═══ Document passage ═══

HANDSOME Devil kicked off the Glasgow Film Festival in enjoyably breezy fashion, so the choice to balance things out with something altogether darker was a wise one indeed as the event drew to a close last night.

Mad To Be Normal is an engrossingly off-kilter biopic from documentarian-turned-feature director Robert Mullan which explores the true story of RD Laing (David Tennant), the world-renowned Scottish psychiatrist.

In the 1960s Laing took his unconventional approach to Kingsley Hall in East London, a unique and controversial community for mentally ill patients where nature is left to take its course on psychosis and schizophrenia rather than just restraining and pumping them full of drugs. It’s a story that’s seen the light of day in many forms over the years, from plays and short films to documentaries and features.

And it’s not hard to see why it’s a subject of fascination. It’s an absolute gem of a real-life tale about a man hard to pin down in spite of his self-proclaimed clarity about what he was trying to do.

Tennant plays him with a captivating mixture of compassion, pomposity, sarcasm and an undeniable undercurrent of menace. You’re never truly comfortable in his company but nevertheless can’t resist spending time with him – a multi-faceted performance for a one of a kind real life personality.

Laing is a striking figure who wanders around his chosen institution telling any visitors who’ll listen about the ways in which his treatment differs to other doctors. He’s an imposing nurturer and a very specific kind of mad scientist whose questionable techniques fascinate, confound and enrage his peers in equal measure.

Is there a method in his madness or is he a danger to himself and his patients in spite of his indubitable empathy? We’re given plenty of breathing space to dig at the answer.

A wonderful cast around him put in the very definition of great supporting performances. Elisabeth Moss brings great life and energy to the film as Laing’s student admirer-turned-girlfriend Angie, who fully embraces him and his approach to psychiatry but soon comes to find she may have bitten off more than she can chew.

Michael Gambon has one of the film’s standout scenes as an elderly patient coerced by Laing to take LSD for the first time to try and unlock repressed memories. And Gabriel Byrne puts in a memorable turn as troubled patient Jim, who is as endearing as he is unpredictable.

This potent biopic is as unconventional as the approaches of its central figure, one dripping with woozy atmosphere, excellent period detail, unexpected emotional heft and an interesting sideways perspective on an uncomfortable topic. Above all else it’s an excellent showcase for Tennant’s inimitable, charismatic screen presence.

═══ Extracted data ═══

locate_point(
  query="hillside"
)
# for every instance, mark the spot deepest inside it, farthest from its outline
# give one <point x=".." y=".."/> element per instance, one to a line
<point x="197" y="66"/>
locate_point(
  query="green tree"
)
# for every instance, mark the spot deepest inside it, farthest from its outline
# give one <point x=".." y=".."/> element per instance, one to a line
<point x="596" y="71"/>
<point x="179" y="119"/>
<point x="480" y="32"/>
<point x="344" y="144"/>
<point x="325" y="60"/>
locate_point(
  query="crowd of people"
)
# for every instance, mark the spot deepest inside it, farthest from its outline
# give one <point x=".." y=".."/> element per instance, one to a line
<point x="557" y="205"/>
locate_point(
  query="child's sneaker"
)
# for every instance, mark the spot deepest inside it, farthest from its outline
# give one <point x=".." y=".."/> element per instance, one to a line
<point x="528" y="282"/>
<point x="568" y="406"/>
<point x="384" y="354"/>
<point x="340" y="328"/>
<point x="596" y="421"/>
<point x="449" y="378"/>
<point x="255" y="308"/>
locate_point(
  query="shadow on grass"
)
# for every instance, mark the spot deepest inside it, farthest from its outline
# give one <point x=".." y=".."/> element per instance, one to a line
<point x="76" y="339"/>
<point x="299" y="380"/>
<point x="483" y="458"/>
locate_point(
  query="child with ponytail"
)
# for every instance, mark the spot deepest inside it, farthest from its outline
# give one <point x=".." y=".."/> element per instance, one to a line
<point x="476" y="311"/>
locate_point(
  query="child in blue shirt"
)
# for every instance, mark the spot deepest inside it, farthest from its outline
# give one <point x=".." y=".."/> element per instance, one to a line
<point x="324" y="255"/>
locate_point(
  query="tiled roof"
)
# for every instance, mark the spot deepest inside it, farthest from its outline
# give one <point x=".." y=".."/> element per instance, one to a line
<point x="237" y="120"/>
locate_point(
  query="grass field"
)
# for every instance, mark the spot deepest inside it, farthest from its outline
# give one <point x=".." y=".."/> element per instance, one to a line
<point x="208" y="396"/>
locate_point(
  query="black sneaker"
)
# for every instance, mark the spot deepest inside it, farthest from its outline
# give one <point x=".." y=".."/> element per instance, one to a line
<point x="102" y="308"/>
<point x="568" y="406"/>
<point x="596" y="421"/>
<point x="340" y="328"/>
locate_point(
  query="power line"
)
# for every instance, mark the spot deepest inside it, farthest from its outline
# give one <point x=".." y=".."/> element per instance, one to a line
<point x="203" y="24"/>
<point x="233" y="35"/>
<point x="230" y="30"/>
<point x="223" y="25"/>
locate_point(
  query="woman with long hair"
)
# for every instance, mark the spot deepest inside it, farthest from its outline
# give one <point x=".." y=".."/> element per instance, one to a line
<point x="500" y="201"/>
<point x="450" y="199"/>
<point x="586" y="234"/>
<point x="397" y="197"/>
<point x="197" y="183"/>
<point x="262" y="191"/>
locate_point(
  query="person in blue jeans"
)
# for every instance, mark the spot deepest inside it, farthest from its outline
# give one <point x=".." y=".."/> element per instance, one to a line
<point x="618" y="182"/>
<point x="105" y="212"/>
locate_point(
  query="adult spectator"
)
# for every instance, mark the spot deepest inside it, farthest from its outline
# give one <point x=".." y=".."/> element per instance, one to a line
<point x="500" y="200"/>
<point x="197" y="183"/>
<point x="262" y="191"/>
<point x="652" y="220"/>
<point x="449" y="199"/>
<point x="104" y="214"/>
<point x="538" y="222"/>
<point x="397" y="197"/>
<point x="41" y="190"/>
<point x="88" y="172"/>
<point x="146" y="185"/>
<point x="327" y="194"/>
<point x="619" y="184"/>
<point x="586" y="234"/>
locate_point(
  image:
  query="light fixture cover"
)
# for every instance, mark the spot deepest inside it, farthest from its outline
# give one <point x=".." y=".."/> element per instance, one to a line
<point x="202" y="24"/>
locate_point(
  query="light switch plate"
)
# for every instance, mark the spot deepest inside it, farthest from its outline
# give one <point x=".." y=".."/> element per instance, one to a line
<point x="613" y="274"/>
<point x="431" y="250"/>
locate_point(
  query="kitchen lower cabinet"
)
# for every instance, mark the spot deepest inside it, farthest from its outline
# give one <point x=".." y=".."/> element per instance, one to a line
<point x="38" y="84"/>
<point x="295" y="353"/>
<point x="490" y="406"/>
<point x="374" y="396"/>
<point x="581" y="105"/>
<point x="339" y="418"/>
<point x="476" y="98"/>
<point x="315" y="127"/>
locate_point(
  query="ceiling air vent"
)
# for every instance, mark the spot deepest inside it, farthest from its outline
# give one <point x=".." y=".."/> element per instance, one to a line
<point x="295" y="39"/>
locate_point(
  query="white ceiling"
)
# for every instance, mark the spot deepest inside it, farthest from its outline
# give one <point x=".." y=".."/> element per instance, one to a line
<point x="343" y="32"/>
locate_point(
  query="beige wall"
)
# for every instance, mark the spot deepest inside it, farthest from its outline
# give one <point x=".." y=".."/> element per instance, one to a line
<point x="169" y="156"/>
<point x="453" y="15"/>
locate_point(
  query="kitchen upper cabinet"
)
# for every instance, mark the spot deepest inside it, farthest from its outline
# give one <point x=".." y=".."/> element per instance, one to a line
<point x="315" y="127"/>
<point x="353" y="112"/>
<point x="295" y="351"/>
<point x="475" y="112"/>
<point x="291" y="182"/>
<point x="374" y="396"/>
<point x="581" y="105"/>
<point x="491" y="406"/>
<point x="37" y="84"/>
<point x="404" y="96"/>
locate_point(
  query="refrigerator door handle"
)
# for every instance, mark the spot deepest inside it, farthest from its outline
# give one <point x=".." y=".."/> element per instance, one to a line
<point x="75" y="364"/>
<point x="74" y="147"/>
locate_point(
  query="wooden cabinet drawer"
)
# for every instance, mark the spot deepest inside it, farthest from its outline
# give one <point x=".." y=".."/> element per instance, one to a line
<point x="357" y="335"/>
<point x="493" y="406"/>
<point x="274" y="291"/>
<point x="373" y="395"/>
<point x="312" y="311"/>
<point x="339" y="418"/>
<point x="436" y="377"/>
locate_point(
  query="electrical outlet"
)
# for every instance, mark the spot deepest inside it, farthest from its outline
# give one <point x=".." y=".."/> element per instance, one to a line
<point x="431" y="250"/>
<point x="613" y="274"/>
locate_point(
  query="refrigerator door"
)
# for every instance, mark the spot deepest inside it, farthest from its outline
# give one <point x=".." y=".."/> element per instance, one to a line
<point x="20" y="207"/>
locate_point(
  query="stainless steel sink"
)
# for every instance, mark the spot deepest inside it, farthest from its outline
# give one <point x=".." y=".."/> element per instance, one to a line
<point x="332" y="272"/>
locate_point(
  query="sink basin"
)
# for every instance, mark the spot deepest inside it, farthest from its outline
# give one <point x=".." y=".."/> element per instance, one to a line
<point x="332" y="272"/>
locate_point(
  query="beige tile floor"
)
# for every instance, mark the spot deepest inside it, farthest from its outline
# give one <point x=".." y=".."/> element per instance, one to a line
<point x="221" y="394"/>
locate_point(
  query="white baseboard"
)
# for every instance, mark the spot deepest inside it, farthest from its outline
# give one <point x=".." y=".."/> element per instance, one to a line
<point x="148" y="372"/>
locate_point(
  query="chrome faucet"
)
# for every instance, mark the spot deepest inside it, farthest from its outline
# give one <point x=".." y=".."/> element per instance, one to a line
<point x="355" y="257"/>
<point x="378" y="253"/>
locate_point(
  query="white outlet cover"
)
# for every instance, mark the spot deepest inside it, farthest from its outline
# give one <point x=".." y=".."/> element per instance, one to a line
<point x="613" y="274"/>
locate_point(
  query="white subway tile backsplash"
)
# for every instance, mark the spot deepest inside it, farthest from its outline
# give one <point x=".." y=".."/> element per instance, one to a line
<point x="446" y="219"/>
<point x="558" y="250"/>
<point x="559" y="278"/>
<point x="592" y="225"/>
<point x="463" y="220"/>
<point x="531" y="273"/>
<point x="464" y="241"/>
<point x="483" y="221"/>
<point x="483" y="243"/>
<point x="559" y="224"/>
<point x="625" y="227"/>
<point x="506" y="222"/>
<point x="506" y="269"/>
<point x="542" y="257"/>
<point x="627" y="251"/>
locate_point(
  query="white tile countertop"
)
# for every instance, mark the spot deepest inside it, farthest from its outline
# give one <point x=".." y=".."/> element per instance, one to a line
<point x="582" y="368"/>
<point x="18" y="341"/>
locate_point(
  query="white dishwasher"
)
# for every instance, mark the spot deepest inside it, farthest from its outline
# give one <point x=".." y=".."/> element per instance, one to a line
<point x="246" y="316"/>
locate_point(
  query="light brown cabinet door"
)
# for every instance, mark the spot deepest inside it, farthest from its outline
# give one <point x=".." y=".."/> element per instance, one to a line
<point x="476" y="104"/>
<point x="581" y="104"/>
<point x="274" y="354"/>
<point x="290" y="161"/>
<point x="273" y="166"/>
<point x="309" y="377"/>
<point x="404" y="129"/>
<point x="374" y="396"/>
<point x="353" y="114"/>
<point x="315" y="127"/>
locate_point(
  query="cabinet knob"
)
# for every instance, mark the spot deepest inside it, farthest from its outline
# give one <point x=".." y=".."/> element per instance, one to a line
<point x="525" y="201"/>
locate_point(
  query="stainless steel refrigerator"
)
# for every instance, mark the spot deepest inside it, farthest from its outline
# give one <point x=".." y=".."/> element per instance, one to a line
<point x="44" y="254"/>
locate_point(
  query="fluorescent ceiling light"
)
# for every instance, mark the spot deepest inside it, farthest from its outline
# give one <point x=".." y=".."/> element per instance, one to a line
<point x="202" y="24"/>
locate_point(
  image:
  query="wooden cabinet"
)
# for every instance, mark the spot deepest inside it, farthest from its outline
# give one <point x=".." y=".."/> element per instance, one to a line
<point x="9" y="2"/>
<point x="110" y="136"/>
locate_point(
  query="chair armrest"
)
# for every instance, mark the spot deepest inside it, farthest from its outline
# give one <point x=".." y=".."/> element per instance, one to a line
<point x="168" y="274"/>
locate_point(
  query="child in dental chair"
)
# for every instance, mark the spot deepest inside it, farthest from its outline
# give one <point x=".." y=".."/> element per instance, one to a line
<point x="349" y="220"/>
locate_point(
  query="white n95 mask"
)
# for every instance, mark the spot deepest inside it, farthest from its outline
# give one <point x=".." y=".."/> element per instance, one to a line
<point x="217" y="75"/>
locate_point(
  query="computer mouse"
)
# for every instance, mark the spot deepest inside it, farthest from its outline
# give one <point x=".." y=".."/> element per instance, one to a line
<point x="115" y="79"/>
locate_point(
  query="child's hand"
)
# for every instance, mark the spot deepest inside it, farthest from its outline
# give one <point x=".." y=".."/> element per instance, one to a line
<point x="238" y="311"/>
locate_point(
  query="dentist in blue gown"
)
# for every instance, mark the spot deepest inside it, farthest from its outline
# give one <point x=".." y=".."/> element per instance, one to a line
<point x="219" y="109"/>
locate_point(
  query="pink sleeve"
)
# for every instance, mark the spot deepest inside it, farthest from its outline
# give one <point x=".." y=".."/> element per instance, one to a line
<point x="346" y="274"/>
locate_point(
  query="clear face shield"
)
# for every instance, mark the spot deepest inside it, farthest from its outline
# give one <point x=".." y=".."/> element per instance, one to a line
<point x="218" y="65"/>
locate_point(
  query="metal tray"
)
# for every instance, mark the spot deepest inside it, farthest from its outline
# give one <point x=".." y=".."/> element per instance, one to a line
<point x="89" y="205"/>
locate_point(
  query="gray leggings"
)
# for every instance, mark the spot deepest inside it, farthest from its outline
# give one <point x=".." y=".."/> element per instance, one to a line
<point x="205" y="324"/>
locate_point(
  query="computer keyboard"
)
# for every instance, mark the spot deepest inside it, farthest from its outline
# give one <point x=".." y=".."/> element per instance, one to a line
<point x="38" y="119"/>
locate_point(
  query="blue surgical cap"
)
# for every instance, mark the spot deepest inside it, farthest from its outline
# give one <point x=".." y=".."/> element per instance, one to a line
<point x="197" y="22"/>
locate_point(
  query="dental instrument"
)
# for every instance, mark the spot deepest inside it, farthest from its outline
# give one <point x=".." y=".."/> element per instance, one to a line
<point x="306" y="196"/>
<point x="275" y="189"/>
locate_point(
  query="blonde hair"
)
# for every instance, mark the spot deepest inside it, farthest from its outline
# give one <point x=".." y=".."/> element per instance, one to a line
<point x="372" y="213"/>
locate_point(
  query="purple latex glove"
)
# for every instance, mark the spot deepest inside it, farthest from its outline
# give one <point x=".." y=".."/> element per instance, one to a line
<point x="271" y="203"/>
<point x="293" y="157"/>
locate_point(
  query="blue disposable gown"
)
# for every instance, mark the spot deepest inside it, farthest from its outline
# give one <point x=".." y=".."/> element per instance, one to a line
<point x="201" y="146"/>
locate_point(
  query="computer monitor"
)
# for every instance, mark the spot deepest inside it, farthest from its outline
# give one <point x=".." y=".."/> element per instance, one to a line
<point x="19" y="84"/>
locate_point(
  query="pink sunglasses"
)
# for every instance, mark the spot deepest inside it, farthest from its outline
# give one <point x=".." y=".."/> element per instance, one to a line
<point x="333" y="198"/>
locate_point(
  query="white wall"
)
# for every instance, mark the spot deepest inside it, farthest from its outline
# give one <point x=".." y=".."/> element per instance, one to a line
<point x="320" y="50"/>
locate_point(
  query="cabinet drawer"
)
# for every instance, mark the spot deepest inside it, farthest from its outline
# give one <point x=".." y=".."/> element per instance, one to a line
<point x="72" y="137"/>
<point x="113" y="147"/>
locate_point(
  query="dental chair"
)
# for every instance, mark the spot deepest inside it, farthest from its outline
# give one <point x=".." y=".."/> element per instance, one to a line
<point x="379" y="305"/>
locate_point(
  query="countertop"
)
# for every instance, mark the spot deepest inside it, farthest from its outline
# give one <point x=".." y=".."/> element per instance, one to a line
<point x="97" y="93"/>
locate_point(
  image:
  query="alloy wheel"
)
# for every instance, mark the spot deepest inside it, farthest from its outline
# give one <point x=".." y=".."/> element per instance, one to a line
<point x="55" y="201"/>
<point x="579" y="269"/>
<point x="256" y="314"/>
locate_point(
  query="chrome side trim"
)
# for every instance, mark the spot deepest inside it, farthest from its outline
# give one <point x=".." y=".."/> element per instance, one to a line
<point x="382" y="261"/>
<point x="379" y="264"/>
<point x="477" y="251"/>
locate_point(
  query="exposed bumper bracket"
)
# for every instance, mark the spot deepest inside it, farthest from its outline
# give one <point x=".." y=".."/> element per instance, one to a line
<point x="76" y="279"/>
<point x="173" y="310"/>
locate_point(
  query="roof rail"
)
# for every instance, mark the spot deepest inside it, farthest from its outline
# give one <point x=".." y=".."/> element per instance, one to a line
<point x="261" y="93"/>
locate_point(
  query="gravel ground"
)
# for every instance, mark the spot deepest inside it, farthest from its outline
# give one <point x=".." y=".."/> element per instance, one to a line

═══

=== Questions on the material ===
[1] In the Mad To Be Normal review, who plays the troubled patient Jim?
[2] Reproduce everything in the Mad To Be Normal review from "Is there a method" down to "at the answer.".
This data has nothing to do with the Mad To Be Normal review.

=== Exercise results ===
[1] Gabriel Byrne

[2]
Is there a method in his madness or is he a danger to himself and his patients in spite of his indubitable empathy? We’re given plenty of breathing space to dig at the answer.